- ÜBUNGSTEXT
----------

Hier änderte sich jedoch bereits alles – für das Deutsche Reich, für Schlenderhan, für den Rennsport. Offiziere geleiteten die ausländischen Teilnehmer der Rennwoche in ihr Heimatland zurück, zehn Tage später verkündet Hitler den Angriff auf Polen. Der Rennbetrieb wurde drastisch gekürzt, allerdings war man bei der nationalsozialistischen Führung, dass die Leistungsprüfungen unabdingbar waren – daher sollten weiter Rennen stattfinden.
1940 war vom Krieg beherrscht und dennoch ging der Rennbetrieb weiter. Schwarzgold gewann die Diana, das Kisasszony-Rennen, und ging ins Derby, das nun aber nicht mehr Derby hieß – Der Große Deutschlandpreis der Dreijährigen. Das Blaue Band und das Derby – das waren Erfindungen der verhassten Engländer. Außerdem hatte man ja ein Braunes Band in München ausgelotet, das hätte zu sehr konkurriert.

Trotz Bombenangriffen fanden sich 30.000 Menschen, die Schwarzgold beim Derby sehen wollten und sie enttäuschte niemanden, als sie mit 10 Längen davon ging und sich damit in die Geschichte eintrug. Nur Sea The Moon hat seinen Gegnern mehr Längen abgewinnen können.

----------

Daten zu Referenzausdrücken

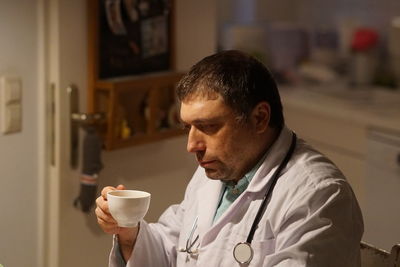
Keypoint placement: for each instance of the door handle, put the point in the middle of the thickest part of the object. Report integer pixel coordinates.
(78, 120)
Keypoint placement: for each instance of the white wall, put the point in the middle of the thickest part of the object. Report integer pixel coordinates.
(18, 152)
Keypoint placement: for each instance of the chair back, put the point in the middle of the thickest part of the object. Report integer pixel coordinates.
(372, 256)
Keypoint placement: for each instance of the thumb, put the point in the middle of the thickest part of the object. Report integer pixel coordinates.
(121, 187)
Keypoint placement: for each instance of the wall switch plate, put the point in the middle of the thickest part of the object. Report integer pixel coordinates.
(12, 122)
(11, 89)
(10, 104)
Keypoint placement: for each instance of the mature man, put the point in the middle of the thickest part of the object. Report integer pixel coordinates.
(260, 197)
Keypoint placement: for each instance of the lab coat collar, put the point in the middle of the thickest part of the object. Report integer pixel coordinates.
(210, 194)
(210, 191)
(274, 157)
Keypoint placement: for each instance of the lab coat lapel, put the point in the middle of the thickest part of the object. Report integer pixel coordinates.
(208, 198)
(274, 157)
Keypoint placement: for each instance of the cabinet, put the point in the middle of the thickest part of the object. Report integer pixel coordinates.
(131, 73)
(138, 109)
(342, 141)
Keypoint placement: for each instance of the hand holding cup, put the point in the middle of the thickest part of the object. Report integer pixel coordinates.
(128, 207)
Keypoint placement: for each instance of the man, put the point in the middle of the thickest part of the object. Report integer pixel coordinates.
(231, 108)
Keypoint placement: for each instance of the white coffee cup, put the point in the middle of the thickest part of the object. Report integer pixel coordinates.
(128, 207)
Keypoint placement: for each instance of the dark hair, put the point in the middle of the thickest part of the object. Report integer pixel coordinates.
(240, 79)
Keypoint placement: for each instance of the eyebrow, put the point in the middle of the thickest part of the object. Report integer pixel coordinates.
(203, 120)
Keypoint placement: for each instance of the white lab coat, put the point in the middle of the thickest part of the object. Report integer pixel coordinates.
(312, 219)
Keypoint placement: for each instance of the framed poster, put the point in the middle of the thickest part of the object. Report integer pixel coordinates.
(133, 37)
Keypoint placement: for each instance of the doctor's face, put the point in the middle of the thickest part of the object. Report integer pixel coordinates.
(223, 146)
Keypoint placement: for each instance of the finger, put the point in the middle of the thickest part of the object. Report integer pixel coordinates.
(109, 228)
(103, 205)
(105, 217)
(121, 187)
(106, 190)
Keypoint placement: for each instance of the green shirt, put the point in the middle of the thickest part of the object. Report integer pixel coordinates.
(232, 191)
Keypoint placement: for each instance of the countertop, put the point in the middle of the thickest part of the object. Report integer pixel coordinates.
(372, 107)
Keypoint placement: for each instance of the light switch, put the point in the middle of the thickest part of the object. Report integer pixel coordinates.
(12, 121)
(11, 88)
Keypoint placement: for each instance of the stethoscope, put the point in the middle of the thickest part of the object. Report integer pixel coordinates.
(243, 252)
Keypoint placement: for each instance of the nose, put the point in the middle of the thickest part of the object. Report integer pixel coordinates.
(195, 141)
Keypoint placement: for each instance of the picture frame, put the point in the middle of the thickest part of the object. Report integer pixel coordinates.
(130, 37)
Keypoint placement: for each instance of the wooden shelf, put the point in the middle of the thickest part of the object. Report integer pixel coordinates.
(139, 109)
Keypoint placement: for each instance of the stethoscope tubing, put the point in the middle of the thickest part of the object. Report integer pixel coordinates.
(268, 193)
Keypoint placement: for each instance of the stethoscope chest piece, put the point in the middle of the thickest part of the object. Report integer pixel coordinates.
(243, 253)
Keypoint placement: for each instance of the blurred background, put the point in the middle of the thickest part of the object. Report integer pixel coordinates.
(337, 64)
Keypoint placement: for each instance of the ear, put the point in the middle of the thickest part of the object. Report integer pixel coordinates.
(260, 116)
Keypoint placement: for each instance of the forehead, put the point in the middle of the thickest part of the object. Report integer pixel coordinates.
(204, 109)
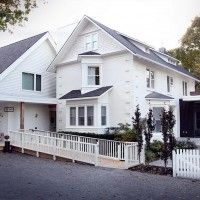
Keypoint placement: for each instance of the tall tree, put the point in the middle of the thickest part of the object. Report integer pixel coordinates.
(14, 12)
(138, 126)
(189, 51)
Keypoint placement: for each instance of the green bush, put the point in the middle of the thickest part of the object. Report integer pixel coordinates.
(185, 145)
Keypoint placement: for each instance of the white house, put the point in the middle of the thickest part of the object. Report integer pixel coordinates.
(103, 74)
(27, 90)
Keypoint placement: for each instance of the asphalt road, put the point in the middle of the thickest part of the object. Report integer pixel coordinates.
(25, 177)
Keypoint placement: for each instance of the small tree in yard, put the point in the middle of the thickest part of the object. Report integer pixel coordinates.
(165, 131)
(138, 126)
(150, 127)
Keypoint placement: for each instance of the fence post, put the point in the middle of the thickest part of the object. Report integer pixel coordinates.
(22, 142)
(119, 150)
(97, 154)
(126, 156)
(174, 163)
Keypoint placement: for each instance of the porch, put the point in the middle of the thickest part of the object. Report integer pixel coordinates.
(27, 113)
(99, 152)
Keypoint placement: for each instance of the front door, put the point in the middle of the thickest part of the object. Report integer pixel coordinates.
(53, 121)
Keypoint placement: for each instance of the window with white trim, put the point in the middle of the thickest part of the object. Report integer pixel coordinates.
(31, 81)
(184, 85)
(150, 78)
(91, 42)
(90, 115)
(157, 112)
(93, 75)
(72, 116)
(170, 83)
(81, 116)
(103, 115)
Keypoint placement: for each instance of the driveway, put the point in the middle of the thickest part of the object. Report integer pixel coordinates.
(24, 177)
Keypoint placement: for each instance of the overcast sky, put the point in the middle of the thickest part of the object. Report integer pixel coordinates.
(156, 22)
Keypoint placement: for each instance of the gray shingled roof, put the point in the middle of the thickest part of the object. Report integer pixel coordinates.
(10, 53)
(89, 53)
(156, 95)
(125, 40)
(76, 94)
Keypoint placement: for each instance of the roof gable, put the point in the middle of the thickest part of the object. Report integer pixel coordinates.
(10, 53)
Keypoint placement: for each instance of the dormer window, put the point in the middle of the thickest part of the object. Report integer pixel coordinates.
(172, 61)
(150, 78)
(91, 42)
(93, 75)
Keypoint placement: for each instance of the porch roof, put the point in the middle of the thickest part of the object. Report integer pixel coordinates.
(76, 94)
(27, 99)
(191, 98)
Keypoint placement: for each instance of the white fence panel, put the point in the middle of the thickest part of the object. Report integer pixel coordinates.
(186, 163)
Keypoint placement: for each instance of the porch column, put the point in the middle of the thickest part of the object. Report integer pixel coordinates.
(21, 115)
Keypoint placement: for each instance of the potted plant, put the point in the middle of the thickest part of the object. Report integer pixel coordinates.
(7, 147)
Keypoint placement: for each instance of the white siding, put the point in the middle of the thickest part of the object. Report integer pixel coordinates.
(37, 62)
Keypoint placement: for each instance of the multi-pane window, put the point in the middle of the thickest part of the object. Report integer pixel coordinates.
(170, 83)
(184, 85)
(157, 111)
(72, 116)
(31, 81)
(93, 75)
(150, 78)
(90, 115)
(81, 116)
(103, 115)
(91, 42)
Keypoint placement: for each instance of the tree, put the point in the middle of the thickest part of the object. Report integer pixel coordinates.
(138, 126)
(14, 12)
(189, 51)
(150, 127)
(165, 129)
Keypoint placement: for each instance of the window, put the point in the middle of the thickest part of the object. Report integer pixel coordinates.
(31, 81)
(91, 42)
(90, 115)
(93, 76)
(157, 111)
(197, 120)
(150, 78)
(184, 84)
(72, 116)
(81, 116)
(103, 115)
(170, 83)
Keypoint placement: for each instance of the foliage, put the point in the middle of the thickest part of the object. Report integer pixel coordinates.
(189, 51)
(138, 126)
(154, 152)
(149, 128)
(185, 145)
(14, 12)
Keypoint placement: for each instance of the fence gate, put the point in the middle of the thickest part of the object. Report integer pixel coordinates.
(186, 163)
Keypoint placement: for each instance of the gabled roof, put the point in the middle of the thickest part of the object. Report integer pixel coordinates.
(10, 53)
(76, 94)
(156, 95)
(89, 53)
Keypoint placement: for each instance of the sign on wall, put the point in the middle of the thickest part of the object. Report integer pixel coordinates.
(8, 109)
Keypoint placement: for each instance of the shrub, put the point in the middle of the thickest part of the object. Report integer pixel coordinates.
(185, 145)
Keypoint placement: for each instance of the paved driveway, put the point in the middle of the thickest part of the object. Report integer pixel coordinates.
(24, 177)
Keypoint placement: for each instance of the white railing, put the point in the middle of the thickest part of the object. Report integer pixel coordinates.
(186, 163)
(107, 148)
(132, 156)
(75, 150)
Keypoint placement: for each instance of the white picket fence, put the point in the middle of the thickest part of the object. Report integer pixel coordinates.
(75, 147)
(186, 163)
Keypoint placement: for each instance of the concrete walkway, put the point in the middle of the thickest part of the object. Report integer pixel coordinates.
(29, 178)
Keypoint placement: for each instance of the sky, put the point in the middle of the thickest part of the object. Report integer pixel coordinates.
(159, 23)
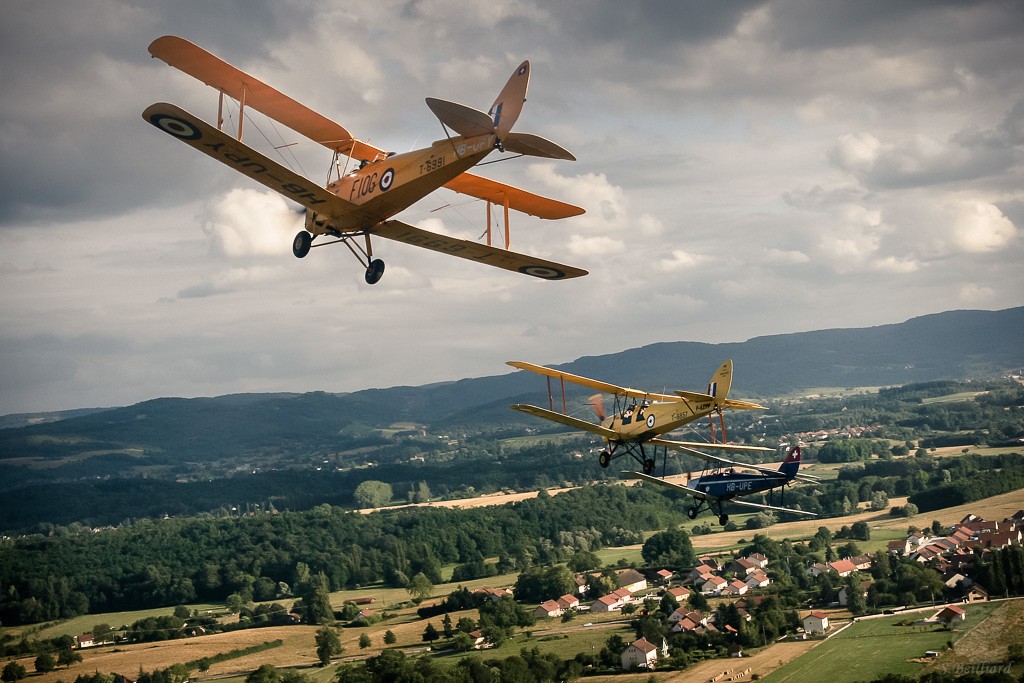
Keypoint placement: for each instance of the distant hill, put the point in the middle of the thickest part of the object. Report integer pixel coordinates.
(956, 344)
(179, 456)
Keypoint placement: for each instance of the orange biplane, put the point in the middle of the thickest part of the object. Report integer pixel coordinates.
(361, 202)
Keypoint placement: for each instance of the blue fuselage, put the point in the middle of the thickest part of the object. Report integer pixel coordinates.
(727, 485)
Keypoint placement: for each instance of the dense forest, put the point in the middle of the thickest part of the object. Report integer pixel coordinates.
(172, 561)
(293, 472)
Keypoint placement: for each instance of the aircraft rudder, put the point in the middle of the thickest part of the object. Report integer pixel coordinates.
(721, 382)
(508, 104)
(791, 465)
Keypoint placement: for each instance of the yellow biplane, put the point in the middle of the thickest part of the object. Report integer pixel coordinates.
(642, 418)
(361, 202)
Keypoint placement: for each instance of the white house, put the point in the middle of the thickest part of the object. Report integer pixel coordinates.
(816, 622)
(548, 608)
(758, 580)
(713, 585)
(606, 603)
(568, 602)
(632, 580)
(640, 654)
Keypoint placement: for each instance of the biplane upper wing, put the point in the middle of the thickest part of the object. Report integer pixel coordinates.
(474, 251)
(689, 449)
(225, 148)
(591, 384)
(563, 419)
(249, 90)
(699, 495)
(737, 404)
(518, 200)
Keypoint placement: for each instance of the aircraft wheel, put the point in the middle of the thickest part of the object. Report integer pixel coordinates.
(375, 271)
(301, 244)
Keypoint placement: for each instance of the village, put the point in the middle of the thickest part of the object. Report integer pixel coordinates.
(954, 554)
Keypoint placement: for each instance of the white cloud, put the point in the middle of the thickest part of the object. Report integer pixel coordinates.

----------

- FOLGENDES BEARBEITEN
**A.** Beantworte diese Fragen zum Text über Schwarzgold:
(i) Welches Rennen gewann Schwarzgold 1940, bevor sie ins Derby ging?
(ii) Unter welchem Namen lief das Derby nun?
(iii) Wie viele Menschen wollten Schwarzgold beim Derby sehen?
**B.** Führe den Text über Schwarzgold im Anschluss an seinen letzten Satz weiter.

- LÖSUNGEN
**A.**
(i) Die Diana, das Kisasszony-Rennen.
(ii) Der Große Deutschlandpreis der Dreijährigen.
(iii) 30.000 Menschen.

**B.**
Nur ein paar Tage später erhielt Waldemar von Oppenheim Nachricht aus München, eine Einladung zur Teilnahme am Braunen Band – streng genommen keine Einladung, sondern ein Befehl des Münchner Rennvereins-Präsidenten Christian Weber. Die Einladung galt nicht nur Schwarzgold, sondern auch den anderen Schlenderhaner Cracks, es ist aber davon auszugehen, dass vor allem Schwarzgold die Begehrlichkeiten des Mannes geweckt haben dürfte, wenn man sich die folgenden Ereignisse anschaut.
Weber hatte bereits über 200 Vollblüter erworben, doch er wollte vor allem Schwarzgold. Schwarzgold war für Oppenheim unverkäuflich und er hätte sowieso nie mit einem solchen Menschen gehandelt. Sein Gestüt hatte er mit schmutzigem Geld bezahlt, war vorbestraft und ein Duzfreund Hitlers. Weber drohte Oppenheim, denn künftig sollten nur Arier den Sport der Könige betreiben dürfen, doch Oppenheim blieb hart und reiste zu allem Überfluss auch noch ab. Obwohl Schwarzgold und Octavianus am nächsten Tag im Braunen Band starten sollten …
Weber erwirkte ein Startverbot, das jedoch nicht von der Rennleitung kam, er setzte es mit Hilfe der SS durch: Ein Totenkopf-Reiterschwadron umstellte die Stallungen und verschwand erst, als das Rennen gelaufen war. Lächerlich, wenn man bedenkt, dass Weber doch befohlen hatte, Schwarzgold in dieses Rennen zu schicken und es dann seinem Publikum vorenthielt. Stets hatte er die Hoffnung, Hitler würde eine seiner Veranstaltungen besuchen – doch es blieb bei dem Wunsch.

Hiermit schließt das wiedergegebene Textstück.